## EXTRACTED TEXT
Friday, September 13, 2019

SOUTH ASIA ANALYSIS GROUP SAAG

Communalism and India

Paper No. 5871                                Dated 14-Feb-2015
By Kazi Anwarul Masud
Here is a thoughtful essay on Indian communalism and the fears of many well meaning people like the author. To me the issue is not that serious and I am sure the composite culture of India will survive now and in future too as it had survived for centuries in this country. Director:)
Noted Indian historian Bipin Chandra defined communalism as "the belief that because a group of people follow a particular religion, they have, as a result, common social, political and economic interests."
Dilip Simeon, an Indian Labor historian and public intellectual expanded Bipin Chandra’s definition by adding "When communalism achieves state-power, the distinction between community and nation seems to vanish, and the task of critical comprehension becomes even more difficult. The problems do not end here. Communal ideologues possess the gift of speaking with several tongues in a reasonably straight face since self-righteous innocence was (and still is) the emotional ground of every type of communalism, each saw itself as a mere ‘reaction’ to the ‘communalism’ of the other, and the air was often thick with ringing denunciations of communalism by communalists".
Initially when Narendra Modi and BJP won the last general elections in India many among the secularists and Indian intelligentsia had apprehended that perhaps the philosophy of Balgangadhar Tilak’s of uniting all sects to create a "mighty Hindu Nation" would come to pass. This fear was further strengthened by BJP’s victory in Maharashtra and Haryana and winning second position in Jammu & Kashmir. But the resounding victory of Aam Admi Party in Delhi where APP captured 67 seats out of 70 in the Delhi Assembly and reduced BJP to only 3 seats has given hope that India of Lokomanya Tilak’s period and India, an emerging great power in the 21st century, has to be different because the Muslim population constitutes more than 160 million and the Christians, Buddhists and people following other faiths are no less Indians than the Hindus.

## INFORMATION PROVIDED
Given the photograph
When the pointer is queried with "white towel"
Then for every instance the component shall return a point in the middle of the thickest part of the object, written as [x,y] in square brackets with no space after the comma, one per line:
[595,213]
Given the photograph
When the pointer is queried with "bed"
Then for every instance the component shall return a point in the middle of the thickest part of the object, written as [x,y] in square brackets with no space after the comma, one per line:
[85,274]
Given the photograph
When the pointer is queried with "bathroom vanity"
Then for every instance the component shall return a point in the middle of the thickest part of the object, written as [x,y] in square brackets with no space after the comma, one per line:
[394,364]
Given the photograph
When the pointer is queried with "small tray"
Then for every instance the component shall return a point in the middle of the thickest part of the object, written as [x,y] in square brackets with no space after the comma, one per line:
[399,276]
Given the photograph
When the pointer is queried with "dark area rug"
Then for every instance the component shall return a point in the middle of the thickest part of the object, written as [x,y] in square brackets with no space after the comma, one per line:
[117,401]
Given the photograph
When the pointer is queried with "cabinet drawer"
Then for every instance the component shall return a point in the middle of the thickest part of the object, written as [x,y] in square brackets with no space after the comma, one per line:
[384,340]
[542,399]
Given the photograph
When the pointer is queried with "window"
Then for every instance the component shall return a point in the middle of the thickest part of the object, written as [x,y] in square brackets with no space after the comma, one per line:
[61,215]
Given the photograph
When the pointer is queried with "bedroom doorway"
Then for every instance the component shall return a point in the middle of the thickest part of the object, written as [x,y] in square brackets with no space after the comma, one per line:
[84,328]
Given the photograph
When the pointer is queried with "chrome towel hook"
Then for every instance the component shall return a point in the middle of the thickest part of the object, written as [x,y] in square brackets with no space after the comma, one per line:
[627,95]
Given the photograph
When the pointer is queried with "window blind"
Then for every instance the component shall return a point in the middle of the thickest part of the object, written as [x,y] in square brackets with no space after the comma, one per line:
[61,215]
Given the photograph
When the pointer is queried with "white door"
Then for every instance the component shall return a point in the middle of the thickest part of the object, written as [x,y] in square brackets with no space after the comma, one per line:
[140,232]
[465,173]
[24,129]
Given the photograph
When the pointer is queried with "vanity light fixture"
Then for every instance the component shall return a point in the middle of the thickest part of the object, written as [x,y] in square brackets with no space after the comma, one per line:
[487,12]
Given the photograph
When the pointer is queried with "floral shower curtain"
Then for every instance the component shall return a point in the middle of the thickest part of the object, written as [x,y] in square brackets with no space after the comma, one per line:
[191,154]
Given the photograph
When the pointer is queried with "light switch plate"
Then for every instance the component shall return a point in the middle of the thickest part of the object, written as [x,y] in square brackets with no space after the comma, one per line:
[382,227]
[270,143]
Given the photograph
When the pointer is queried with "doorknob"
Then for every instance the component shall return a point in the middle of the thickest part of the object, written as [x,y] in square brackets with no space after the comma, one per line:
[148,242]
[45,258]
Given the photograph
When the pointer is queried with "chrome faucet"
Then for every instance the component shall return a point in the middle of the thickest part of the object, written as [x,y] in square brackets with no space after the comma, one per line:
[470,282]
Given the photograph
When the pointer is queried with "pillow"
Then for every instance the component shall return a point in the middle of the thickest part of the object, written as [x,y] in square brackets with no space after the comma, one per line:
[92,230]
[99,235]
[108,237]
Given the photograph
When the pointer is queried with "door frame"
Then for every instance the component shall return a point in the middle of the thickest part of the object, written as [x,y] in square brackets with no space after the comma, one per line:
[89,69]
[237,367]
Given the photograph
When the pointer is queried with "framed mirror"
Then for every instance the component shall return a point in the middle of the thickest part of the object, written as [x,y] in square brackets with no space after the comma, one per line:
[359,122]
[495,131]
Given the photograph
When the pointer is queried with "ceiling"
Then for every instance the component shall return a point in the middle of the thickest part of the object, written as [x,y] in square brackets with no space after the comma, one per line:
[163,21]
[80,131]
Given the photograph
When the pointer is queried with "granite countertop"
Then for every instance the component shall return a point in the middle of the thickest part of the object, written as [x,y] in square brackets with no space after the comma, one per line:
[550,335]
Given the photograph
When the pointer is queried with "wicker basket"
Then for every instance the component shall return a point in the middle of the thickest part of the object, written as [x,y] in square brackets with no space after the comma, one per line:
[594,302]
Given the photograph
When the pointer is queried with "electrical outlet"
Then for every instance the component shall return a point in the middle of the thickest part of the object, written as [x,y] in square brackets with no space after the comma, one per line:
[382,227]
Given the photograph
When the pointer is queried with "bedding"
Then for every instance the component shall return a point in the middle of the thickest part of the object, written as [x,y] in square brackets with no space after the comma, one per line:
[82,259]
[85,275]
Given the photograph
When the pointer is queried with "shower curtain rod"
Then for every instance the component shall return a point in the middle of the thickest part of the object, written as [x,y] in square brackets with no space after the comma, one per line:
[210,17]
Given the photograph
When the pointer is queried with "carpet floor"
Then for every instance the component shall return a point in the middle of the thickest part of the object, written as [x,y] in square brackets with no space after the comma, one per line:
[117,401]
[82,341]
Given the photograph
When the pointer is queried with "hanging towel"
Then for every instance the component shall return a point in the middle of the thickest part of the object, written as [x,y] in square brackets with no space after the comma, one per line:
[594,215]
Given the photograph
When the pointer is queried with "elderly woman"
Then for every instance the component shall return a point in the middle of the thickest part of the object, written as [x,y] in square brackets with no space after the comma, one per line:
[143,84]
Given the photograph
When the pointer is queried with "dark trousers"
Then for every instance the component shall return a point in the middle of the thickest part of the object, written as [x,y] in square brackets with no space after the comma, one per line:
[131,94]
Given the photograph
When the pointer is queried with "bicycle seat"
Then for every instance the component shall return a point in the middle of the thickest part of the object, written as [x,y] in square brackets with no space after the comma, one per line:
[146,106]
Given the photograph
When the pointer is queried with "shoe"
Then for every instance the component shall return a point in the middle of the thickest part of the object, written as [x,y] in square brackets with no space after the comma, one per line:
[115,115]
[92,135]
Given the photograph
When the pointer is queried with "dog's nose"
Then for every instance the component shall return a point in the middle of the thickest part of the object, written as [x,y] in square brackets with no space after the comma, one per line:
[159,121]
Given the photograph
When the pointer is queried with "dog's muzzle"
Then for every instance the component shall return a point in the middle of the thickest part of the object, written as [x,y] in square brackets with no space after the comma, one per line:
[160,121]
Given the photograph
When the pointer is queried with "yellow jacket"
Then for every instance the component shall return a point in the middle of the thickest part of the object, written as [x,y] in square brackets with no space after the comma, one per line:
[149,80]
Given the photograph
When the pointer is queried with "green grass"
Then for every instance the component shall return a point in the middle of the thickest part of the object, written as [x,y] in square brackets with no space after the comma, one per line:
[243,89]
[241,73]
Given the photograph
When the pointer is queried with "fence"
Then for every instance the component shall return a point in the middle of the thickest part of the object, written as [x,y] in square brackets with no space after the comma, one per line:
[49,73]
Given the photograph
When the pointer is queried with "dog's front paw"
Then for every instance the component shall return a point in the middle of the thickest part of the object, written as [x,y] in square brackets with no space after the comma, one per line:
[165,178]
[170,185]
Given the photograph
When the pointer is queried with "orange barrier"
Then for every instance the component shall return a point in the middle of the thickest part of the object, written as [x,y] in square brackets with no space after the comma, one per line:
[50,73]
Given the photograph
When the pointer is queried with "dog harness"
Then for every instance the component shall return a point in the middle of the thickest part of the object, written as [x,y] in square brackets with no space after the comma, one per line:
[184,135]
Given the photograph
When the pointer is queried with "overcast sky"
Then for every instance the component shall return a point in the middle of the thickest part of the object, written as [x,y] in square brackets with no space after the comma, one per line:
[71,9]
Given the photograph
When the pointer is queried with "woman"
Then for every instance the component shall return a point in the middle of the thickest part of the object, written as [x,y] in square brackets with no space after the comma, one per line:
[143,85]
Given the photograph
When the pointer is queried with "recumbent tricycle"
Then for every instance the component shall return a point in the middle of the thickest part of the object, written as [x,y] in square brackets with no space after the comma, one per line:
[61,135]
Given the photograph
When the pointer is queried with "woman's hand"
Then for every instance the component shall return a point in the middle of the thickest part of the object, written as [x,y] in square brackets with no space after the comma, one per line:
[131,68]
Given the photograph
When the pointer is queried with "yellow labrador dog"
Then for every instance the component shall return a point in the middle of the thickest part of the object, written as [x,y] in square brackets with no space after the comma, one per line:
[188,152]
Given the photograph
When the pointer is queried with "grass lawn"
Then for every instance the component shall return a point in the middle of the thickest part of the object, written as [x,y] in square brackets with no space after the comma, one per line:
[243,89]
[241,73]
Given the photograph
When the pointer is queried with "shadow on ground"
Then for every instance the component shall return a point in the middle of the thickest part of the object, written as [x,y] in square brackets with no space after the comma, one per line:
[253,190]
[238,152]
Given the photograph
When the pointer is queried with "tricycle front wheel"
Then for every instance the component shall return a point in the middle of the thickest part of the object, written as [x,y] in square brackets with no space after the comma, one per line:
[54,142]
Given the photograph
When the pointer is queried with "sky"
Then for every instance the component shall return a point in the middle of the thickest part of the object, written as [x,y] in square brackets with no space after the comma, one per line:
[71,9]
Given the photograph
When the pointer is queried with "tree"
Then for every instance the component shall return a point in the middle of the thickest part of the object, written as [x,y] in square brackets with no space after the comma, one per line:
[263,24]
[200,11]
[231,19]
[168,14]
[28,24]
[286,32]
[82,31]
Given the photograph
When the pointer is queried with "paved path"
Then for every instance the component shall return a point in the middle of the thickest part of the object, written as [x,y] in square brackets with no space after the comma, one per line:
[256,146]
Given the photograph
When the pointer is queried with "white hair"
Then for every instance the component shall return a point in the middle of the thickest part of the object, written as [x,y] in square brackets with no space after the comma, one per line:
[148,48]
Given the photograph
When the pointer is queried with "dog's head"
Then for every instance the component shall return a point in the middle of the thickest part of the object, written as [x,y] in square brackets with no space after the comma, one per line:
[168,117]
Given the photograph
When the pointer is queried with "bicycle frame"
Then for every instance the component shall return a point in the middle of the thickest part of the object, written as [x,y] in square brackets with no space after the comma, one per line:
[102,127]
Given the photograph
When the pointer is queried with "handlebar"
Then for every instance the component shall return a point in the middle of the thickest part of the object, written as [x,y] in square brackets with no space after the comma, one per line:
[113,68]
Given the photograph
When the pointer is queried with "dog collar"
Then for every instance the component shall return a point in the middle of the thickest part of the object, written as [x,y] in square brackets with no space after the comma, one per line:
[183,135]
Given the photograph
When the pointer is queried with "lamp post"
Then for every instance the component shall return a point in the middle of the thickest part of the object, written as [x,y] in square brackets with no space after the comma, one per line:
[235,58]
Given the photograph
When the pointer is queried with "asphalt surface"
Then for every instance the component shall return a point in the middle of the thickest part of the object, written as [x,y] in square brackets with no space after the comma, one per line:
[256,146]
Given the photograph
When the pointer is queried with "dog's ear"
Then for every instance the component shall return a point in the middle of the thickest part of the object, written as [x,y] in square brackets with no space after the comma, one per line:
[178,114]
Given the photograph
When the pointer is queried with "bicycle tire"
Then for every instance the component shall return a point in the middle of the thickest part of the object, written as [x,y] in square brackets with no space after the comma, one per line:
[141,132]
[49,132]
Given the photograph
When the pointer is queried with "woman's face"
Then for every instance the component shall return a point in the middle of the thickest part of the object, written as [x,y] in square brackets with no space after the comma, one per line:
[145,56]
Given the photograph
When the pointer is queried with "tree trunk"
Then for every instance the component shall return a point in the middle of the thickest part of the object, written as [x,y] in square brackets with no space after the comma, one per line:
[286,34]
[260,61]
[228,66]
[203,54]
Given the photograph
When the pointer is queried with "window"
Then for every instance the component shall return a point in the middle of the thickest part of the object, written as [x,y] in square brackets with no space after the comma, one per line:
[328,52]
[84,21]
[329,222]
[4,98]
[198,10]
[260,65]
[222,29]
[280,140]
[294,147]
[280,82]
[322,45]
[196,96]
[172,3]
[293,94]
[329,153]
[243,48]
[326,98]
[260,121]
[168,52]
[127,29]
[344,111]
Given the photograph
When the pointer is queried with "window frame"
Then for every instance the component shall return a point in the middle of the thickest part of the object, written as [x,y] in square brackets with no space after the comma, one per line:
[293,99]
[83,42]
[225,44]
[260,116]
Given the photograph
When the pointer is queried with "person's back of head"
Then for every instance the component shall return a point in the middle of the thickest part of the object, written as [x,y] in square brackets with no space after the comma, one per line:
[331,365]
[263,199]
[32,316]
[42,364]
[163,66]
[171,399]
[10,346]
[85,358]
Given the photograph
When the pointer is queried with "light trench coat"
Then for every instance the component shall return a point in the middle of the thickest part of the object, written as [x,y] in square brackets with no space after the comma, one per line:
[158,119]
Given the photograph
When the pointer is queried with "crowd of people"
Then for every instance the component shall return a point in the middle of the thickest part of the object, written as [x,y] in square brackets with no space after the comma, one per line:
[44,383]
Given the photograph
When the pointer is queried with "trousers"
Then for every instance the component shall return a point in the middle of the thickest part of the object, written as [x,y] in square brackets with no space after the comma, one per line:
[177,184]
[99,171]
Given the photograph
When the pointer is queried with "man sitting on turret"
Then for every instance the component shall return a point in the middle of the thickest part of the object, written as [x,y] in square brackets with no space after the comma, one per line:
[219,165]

## WHAT IS NEEDED
Set down, word for word, the part of the communalism essay that begins at the words "Friday, September 13, 2019" and stops after "in this country. Director:)". The listing stands apart from the communalism essay.

## ANSWER TO THIS EXERCISE
Friday, September 13, 2019

SOUTH ASIA ANALYSIS GROUP SAAG

Communalism and India

Paper No. 5871                                Dated 14-Feb-2015
By Kazi Anwarul Masud
Here is a thoughtful essay on Indian communalism and the fears of many well meaning people like the author. To me the issue is not that serious and I am sure the composite culture of India will survive now and in future too as it had survived for centuries in this country. Director:)